• Requirements:
Please copy every one of the entries below word for word, keeping each line in its original order.

• Given records:
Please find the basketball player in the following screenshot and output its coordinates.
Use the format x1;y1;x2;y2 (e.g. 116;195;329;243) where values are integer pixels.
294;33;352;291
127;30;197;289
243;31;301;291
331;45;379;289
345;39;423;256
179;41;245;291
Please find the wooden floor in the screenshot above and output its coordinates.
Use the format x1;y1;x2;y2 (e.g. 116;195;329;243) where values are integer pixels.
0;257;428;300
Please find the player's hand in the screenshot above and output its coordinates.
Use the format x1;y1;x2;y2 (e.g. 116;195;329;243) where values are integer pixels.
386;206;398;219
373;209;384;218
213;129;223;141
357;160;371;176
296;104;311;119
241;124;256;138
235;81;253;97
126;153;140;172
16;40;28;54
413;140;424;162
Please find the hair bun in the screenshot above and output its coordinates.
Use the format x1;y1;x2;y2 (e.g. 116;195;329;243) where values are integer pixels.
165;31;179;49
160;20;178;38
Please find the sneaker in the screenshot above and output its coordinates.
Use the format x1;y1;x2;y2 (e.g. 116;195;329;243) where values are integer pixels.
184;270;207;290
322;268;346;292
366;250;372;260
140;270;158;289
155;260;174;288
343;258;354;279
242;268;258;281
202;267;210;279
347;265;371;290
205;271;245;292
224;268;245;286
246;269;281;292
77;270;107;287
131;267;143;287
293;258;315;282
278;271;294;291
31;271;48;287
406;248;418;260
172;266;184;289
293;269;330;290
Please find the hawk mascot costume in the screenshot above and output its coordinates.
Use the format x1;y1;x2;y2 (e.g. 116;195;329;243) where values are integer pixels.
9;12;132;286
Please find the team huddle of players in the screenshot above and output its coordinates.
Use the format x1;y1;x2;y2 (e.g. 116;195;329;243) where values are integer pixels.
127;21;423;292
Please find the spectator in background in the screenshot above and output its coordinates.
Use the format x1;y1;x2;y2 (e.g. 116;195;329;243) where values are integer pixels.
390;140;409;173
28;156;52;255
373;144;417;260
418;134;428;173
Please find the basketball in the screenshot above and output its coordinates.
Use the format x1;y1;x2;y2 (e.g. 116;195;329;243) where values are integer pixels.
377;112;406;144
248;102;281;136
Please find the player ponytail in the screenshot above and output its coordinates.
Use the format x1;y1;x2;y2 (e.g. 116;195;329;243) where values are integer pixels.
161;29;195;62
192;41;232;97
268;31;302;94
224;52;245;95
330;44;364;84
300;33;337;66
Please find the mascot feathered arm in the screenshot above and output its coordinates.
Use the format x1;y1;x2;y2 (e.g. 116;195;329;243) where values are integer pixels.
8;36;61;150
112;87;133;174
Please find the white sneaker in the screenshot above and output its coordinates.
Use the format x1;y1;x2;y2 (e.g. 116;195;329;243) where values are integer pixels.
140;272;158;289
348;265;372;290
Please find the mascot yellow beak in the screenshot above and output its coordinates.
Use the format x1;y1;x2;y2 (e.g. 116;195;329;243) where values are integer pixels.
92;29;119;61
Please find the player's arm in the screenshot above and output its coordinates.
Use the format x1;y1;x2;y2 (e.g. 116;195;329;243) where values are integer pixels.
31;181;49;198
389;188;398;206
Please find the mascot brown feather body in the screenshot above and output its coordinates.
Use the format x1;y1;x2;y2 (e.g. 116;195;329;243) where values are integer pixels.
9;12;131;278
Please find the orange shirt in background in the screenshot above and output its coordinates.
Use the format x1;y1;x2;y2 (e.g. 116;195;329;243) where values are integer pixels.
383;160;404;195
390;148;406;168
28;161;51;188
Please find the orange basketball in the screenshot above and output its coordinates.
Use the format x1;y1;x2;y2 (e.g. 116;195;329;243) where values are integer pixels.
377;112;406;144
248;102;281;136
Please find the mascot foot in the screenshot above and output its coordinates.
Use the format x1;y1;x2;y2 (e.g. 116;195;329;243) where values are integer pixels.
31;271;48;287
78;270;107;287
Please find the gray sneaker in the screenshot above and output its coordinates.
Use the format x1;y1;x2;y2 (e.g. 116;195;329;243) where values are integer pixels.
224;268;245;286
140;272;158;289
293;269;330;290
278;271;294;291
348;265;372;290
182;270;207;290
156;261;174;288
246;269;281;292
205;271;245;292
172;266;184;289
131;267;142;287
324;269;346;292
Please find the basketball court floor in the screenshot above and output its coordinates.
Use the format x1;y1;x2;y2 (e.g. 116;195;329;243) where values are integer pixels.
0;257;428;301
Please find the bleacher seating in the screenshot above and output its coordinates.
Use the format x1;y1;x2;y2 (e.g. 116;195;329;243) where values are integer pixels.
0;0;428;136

• Worked answer:
Please find the basketball player in the following screenshot and output its coordinates.
Use the format x1;y1;x2;y2 (e.g. 116;195;329;243) where values are integer pixels.
294;33;352;291
127;30;197;289
243;31;301;291
331;45;379;289
345;39;423;256
179;41;245;291
Please find the wooden floor in the screenshot above and output its coordinates.
Use the format x1;y1;x2;y2 (e.g. 116;195;329;243) where values are integer pixels.
0;257;428;300
Please find the player's hand in the screenshot above and output its coordinates.
Use the format x1;y1;x2;y2 (e.g. 116;195;329;243) where values are integer pixels.
386;206;398;219
373;209;384;218
213;129;223;141
357;160;371;176
296;104;311;119
241;124;256;138
235;81;253;97
126;153;140;172
16;40;28;54
413;140;424;162
Please find the hair bun in the screenshot above and output its coordinates.
Use the format x1;y1;x2;y2 (e.g. 116;195;329;243) where values are integer pixels.
165;31;179;49
160;20;178;38
Please find the sneaker in the screenshot above and output its coordinates.
Use the format x1;y1;x2;y2 (e.g. 116;195;329;243) where values are integer pixels.
184;270;207;290
322;268;346;292
366;250;372;260
140;270;158;289
155;260;174;288
343;258;354;279
242;268;258;281
202;267;210;279
347;265;371;290
205;271;245;292
224;268;245;286
246;269;281;292
77;270;107;287
131;267;143;287
293;258;315;282
278;271;294;291
31;271;48;287
406;248;418;260
172;266;184;289
293;269;330;290
Please find the hawk mascot costume in the screenshot above and output its coordinates.
Use the format x1;y1;x2;y2 (e.g. 116;195;329;243) where values are integer pixels.
9;12;132;286
Please find the team huddle of players in the screenshot above and output its coordinates.
Use the format x1;y1;x2;y2 (e.g. 116;195;329;243) where values are integer pixels.
127;21;423;292
Please find the spectator in background in the screenshot above and output its coordinates.
Use the format x1;y1;x2;y2 (e.g. 116;195;329;243) where values are integer pixels.
390;140;409;173
28;156;52;255
373;144;417;260
418;134;428;173
Please find the basketball in the screenshot above and output its coordinates.
Use the format x1;y1;x2;y2 (e.g. 116;195;329;243) where values are integer pixels.
377;112;406;144
248;102;281;136
Please find the player ponytail in the screenshot above and output its coordinates.
Use the format x1;y1;x2;y2 (e.g. 116;195;329;243) where values are integer pixels.
161;29;195;62
192;41;232;97
268;31;302;94
224;52;245;95
330;44;364;84
300;33;337;66
Please find the mascot feathered arm in the screenshot above and output its coordinates.
Use the format x1;y1;x2;y2 (e.g. 116;195;329;243) where values are integer pixels.
8;36;61;150
112;87;133;174
Please find the white sneaker in the screenshot above and output its coordinates.
Use the format x1;y1;x2;y2 (e.g. 116;195;329;243) where values are integer pixels.
140;272;158;289
348;265;372;290
Please find the mascot yellow beak in the screenshot above and output its coordinates.
Use the format x1;y1;x2;y2 (e.g. 116;195;329;243) where values are integer pixels.
92;29;119;61
Please find the player's arm in the screenshot above and output its coordinates.
Use the format x1;y1;x2;y2 (e.g. 116;195;329;243) where values are integer pixels.
31;181;49;198
389;188;398;206
Please find the mascot brown feather body in the screenshot above and output its coordinates.
Use the format x1;y1;x2;y2 (e.g. 116;195;329;243) where values are integer pixels.
9;12;131;278
Please find the orange shirt in background in the screenshot above and output its coordinates.
Use the format x1;y1;x2;y2 (e.g. 116;195;329;243) where values are integer pixels.
383;160;404;195
390;148;406;168
28;161;51;188
Please find the orange basketball in the screenshot above and output its coordinates.
Use the format x1;y1;x2;y2 (e.g. 116;195;329;243) where values are integer pixels.
377;112;406;144
248;102;281;136
Please find the mascot foot in the screenshot above and output its coordinates.
Use the format x1;y1;x2;y2 (e.g. 116;195;329;243) where values are integer pixels.
31;271;48;287
78;270;107;287
Please find the gray sneaker in the screenshot above and output its coordinates.
Use the format x1;y1;x2;y2 (e.g. 116;195;329;243) where values are integer pixels.
224;268;245;286
140;272;158;289
293;269;330;290
278;271;294;291
348;265;372;290
182;270;207;290
156;261;174;288
246;269;281;292
205;271;245;292
172;266;184;289
131;267;142;287
324;269;346;292
Please find the basketball court floor in the screenshot above and output its coordinates.
Use the format x1;y1;x2;y2 (e.g. 116;195;329;243) where values are integer pixels.
0;257;428;301
Please find the bleacher seating in the screenshot above and output its coordinates.
Use the format x1;y1;x2;y2 (e.g. 116;195;329;243) where values are integer pixels.
0;0;428;136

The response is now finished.